(Work to do): Could you copy, unchanged, the lines in the records below from the line with "Indicate the dusk" to the line with "point(123, 17)", including both of those lines?
****
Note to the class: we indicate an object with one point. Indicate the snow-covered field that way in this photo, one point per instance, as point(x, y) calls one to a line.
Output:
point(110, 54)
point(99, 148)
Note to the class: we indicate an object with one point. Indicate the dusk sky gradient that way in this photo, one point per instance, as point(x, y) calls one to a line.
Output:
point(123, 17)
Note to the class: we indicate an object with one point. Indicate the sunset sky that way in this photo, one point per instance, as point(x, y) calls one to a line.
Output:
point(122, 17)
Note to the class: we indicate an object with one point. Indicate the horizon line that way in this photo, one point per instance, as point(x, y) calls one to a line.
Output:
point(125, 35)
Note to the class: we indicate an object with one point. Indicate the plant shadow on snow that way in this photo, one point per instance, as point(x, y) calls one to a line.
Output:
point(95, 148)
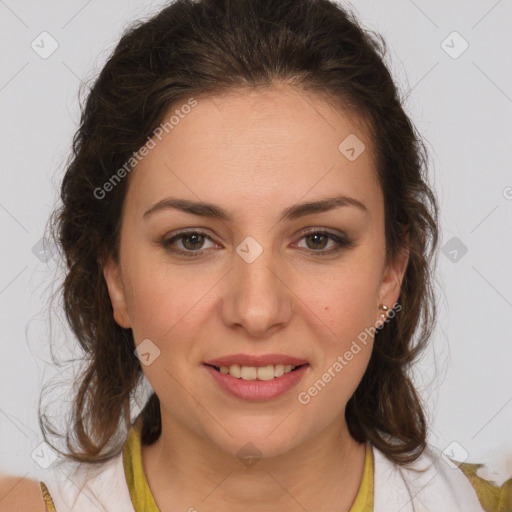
****
(Correct response):
Note to the class: we indicate an object with one point. Indicate the dusk sky gradient that way in this photo, one point per instance, as point(x, y) calls one to a line.
Output:
point(123, 17)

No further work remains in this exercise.